**Document passage:**

# # # #

Posted by David Falvey on Sunday, October 6th, 2013 - 783 views

The bankruptcy system deals with fraud by relying on the honesty of the debtor, the attorney, the trustee, creditors, the judge and bankruptcy court clerks.

The federal bankruptcy laws also require full and complete financial disclosures for the system to work properly. In order to deter abuse during the bankruptcy process, Congress has described debtor actions which are criminal and may be prosecuted in the federal courts.

Bankruptcy fraud is a white-collar crime. Most bankruptcy fraud cases involve violating the federal law by concealing assets, concealing or destroying documents, and making fraudulent or false statements or declarations. Making false statements under oath (which includes disclosures on bankruptcy forms) may be prosecuted under perjury laws.

The Federal Bureau of Investigation (FBI) is primarily tasked with investigating allegations of bankruptcy fraud. Other federal agencies, such as the Internal Revenue Service, and other state agencies may become part of a fraud investigation as well.

Bankruptcy fraud is distinguished from bankruptcy planning, which is not a criminal act. Bankruptcy planning is expected and even encouraged by the courts. Planning may mean maximizing asset protection or strategically planning your bankruptcy to maximize its benefits.

How the process begins

The U.S. Trustees Program, part of the Department of Justice, oversees the bankruptcy system. When bankruptcy fraud is suspected, the individual trustee or bankruptcy judge refers the information to the appropriate U.S. attorney and to the FBI.

After review of the initial fraud allegation, a case file may be opened, interviews conducted, and financial documents requested and reviewed. In some complex cases, undercover operations and court-authorized electronic surveillance may be used to gather additional evidence.

Individuals not directly connected with the Department of Justice or the bankruptcy courts may also report bankruptcy fraud. Allegations may be sent to the U.S. Trustees Program at or by contacting your local FBI office.

I am personally happy to say that in all my years providing bankruptcy services, I’ve never encountered one case which was suspect to fraud and, thankfully, I never had to suspect one myself.

The culprits

The culprits in a bankruptcy fraud case typically include private citizens, small business owners, corporate CEOs, real estate agents, politicians, and loan officers. In rare cases a bankruptcy attorney, trustee or even judge may be accused of bankruptcy fraud.

The most common types of bankruptcy fraud

The majority of bankruptcy fraud cases are people who have lied under oath or provided false documentation during their bankruptcy proceedings, concealed or transferred their financial assets, or committed tax fraud.

Other schemes include using false identities to file for bankruptcy multiple times in multiple locations, bribing a bankruptcy trustee, and intentionally running up credit card bills with no intention of paying them off (also known as “credit card bust-outs”).

# # # #

**Provided records:**

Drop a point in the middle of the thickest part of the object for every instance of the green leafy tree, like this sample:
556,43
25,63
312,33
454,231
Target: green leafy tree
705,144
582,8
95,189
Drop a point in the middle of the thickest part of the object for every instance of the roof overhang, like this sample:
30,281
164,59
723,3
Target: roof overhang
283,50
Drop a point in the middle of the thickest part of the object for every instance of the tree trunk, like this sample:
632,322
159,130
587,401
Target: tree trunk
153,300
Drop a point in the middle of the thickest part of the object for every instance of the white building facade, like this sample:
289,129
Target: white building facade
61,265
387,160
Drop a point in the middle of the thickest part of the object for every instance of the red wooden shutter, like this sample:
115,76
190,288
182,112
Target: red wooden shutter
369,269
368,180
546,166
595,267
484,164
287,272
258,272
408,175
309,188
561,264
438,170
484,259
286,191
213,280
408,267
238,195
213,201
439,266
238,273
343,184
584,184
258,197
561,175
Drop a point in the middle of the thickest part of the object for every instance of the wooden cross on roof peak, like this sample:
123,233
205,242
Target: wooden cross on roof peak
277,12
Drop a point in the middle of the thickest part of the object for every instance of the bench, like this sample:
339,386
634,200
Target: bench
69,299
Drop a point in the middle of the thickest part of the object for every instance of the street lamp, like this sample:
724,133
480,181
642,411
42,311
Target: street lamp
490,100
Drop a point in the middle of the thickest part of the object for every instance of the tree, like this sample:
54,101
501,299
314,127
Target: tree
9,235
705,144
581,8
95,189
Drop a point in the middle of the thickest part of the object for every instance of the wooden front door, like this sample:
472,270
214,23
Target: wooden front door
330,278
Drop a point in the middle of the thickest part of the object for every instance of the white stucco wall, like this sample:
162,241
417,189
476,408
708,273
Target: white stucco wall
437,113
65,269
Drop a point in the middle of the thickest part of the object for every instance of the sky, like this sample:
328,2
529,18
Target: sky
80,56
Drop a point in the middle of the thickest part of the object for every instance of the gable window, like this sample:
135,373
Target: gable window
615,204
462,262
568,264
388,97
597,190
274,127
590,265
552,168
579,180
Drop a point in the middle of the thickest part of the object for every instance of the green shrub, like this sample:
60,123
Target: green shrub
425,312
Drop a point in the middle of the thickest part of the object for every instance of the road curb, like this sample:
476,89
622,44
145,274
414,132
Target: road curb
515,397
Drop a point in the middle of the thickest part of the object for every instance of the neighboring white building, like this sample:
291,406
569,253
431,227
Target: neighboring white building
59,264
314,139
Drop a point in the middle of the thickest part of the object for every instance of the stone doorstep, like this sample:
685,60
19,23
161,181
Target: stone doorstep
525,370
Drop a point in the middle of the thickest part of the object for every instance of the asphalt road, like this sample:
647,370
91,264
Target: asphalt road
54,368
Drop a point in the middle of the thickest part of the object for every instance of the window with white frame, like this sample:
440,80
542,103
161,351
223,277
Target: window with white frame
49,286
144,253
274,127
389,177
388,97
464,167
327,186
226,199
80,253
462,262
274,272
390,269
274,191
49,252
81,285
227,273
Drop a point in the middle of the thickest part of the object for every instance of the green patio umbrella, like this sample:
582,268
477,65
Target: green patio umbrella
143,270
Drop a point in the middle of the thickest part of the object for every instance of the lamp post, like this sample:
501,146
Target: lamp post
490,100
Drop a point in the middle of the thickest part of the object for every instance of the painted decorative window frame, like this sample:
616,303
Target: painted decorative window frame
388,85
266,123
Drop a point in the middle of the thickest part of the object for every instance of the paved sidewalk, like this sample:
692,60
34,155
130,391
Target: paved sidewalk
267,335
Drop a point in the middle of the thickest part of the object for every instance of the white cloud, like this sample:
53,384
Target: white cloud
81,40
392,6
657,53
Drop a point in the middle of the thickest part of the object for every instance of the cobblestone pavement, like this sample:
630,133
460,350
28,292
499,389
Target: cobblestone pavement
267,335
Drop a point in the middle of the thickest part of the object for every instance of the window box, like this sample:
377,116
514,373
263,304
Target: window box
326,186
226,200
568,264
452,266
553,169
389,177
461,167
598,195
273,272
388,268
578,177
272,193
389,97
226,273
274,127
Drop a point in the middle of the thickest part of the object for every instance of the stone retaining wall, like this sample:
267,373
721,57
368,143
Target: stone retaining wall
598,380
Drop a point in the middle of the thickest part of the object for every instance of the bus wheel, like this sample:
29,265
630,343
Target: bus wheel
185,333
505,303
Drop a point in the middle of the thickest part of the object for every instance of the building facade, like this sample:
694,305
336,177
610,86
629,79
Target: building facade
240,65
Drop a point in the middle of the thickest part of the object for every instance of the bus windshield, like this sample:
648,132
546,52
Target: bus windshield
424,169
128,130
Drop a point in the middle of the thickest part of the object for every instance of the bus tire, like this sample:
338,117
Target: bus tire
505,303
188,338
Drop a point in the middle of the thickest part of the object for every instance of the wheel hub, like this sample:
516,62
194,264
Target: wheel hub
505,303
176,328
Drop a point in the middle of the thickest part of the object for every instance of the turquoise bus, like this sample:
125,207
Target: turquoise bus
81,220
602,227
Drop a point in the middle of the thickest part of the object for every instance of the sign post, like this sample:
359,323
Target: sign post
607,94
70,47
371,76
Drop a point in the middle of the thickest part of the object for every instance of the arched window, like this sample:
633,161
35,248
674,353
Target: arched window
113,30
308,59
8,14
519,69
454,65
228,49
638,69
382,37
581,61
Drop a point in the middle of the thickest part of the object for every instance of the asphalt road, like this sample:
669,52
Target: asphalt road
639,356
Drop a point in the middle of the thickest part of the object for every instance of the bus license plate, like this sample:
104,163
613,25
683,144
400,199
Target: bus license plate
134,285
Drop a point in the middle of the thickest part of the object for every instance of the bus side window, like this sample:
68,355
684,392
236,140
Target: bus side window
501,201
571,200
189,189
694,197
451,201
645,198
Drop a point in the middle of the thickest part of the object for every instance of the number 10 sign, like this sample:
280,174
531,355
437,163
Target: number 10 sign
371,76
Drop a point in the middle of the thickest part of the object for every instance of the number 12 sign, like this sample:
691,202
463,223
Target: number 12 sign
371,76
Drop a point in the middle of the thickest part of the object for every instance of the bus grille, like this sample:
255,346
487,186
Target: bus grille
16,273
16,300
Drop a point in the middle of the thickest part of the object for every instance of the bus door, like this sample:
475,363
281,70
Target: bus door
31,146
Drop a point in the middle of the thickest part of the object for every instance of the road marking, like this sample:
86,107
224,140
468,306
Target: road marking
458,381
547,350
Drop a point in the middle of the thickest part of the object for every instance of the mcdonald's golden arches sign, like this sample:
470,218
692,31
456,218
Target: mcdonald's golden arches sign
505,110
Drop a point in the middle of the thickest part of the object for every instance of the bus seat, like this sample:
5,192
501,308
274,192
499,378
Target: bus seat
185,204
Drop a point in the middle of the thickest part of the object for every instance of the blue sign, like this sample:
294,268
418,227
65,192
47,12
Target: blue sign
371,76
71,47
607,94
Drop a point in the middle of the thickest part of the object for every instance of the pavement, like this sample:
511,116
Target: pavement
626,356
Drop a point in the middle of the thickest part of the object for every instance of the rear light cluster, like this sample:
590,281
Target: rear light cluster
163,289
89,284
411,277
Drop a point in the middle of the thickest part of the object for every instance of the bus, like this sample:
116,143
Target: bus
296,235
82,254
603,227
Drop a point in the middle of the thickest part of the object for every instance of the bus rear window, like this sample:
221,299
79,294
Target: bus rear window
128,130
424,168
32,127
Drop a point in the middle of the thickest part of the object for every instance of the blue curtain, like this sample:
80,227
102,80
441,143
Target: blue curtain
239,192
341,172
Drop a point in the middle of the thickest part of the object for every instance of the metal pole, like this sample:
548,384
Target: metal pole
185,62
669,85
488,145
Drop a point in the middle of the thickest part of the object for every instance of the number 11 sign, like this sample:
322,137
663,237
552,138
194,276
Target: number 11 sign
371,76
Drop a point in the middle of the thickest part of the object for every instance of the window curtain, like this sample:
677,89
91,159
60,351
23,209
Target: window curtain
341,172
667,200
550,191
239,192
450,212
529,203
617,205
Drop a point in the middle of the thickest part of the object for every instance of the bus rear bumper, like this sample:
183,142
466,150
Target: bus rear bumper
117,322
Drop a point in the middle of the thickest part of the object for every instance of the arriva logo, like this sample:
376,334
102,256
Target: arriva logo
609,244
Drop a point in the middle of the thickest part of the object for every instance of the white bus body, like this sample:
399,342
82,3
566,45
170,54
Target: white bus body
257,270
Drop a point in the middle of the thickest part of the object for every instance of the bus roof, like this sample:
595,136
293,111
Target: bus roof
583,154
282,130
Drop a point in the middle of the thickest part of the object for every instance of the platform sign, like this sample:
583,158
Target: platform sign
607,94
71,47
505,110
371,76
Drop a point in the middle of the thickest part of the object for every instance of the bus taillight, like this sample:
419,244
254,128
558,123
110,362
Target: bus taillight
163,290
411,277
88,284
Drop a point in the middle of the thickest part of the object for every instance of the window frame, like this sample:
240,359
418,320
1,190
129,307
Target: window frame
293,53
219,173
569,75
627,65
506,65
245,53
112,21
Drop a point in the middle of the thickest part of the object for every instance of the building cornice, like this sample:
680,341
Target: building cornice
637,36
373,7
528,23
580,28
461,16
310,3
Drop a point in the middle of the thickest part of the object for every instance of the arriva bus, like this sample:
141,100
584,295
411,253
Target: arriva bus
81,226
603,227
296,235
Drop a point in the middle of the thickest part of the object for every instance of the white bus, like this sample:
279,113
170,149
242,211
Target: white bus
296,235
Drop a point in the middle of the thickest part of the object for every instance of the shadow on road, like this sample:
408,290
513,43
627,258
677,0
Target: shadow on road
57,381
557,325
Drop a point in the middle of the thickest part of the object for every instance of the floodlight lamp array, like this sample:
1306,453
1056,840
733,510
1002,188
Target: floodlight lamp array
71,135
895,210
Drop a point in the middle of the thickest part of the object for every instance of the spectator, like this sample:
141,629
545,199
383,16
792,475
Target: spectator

# # # #

**Required tasks:**
**1)** Copy the bankruptcy fraud passage word for word, everything from "The Federal Bureau" down to "maximize its benefits.".
**2)** Write what follows next in the bankruptcy fraud article, picking up from the point where it stops.

**Outputs by task:**
**1)**
The Federal Bureau of Investigation (FBI) is primarily tasked with investigating allegations of bankruptcy fraud. Other federal agencies, such as the Internal Revenue Service, and other state agencies may become part of a fraud investigation as well.

Bankruptcy fraud is distinguished from bankruptcy planning, which is not a criminal act. Bankruptcy planning is expected and even encouraged by the courts. Planning may mean maximizing asset protection or strategically planning your bankruptcy to maximize its benefits.

**2)**
Many times, bankruptcy fraud is committed in conjunction with crimes such as credit card fraud, identity theft, mortgage fraud, money laundering, and/or mail and wire fraud.

Denial of discharge in Chapter 7

In Chapter 7 cases, the debtor does not have an absolute right to a discharge. An objection to a Chapter 7 discharge can be filed by a creditor, by the trustee, or by the U.S. Trustee.

The bankruptcy court sets a deadline for objecting to issuing a discharge order in the debtor’s case.

To object to the debtor’s discharge, a creditor must file a complaint in the bankruptcy court before the deadline set out in the notice. Filing a complaint starts an “adversary proceeding,” which is a case-within-a-case.

If the issue of the debtor’s right to a discharge goes to trial, the objecting party has the burden of proving all the facts essential to the objection.

Under Section 727(a) of the U.S. Bankruptcy Code, the court may deny a Chapter 7 discharge if you:

  1. Intentionally transferred, removed, destroyed, mutilated, or concealed (or allow someone else to transfer, remove, destroy, mutilate or conceal) property within one year of the filing of your case or property after the filing of the case;
  2. Concealed, destroyed, mutilated, falsified, or failed to keep or preserve any recorded information, including books, documents, records, and papers, from which your financial condition or business transactions might be ascertained (unless such act or failure to act was justified under all of the circumstances of the case);
  3. Knowingly and fraudulently made a false oath (in other words, that you lied);
  4. Gave, offered, received, or attempted to obtain money, property, or advantage, or a promise of money, property, or advantage, for acting or forbearing to act;
  5. Withheld recorded information, including books, documents, records, and papers, relating to your property or financial affairs;
  6. Failed to explain satisfactorily any loss of assets or deficiency of assets; or
  7. Refused to obey any lawful order of the court, other than an order to respond to a material question or to testify.

Additionally, a bankruptcy court cannot grant a Chapter 7 discharge to: an entity that is not an individual; a debtor who failed to complete the mandatory class on financial management; or to a debtor who received a Chapter 7 discharge within the past eight years or a Chapter 13 discharge within the past six years (although there are special exceptions when dealing with a prior Chapter 13 case).

Finally, under Section 523(a)(10) of the U.S. Bankruptcy Code, you can’t get a discharge in a subsequent Chapter 7 for debts that were denied a discharge in a prior Chapter 7. However, discharge is available in Chapter 13.

Denial of your Chapter 7 discharge doesn’t stop the bankruptcy case. The Chapter 7 trustee will continue to gather and liquidate any non-exempt assets, but the debtor does not receive the benefits of the Chapter 7 discharge.

The debtor may not ever discharge any of these debts through bankruptcy, and immediately loses the protection of the automatic stay. Essentially, a denial of discharge becomes an asset grab for the trustee and your creditors.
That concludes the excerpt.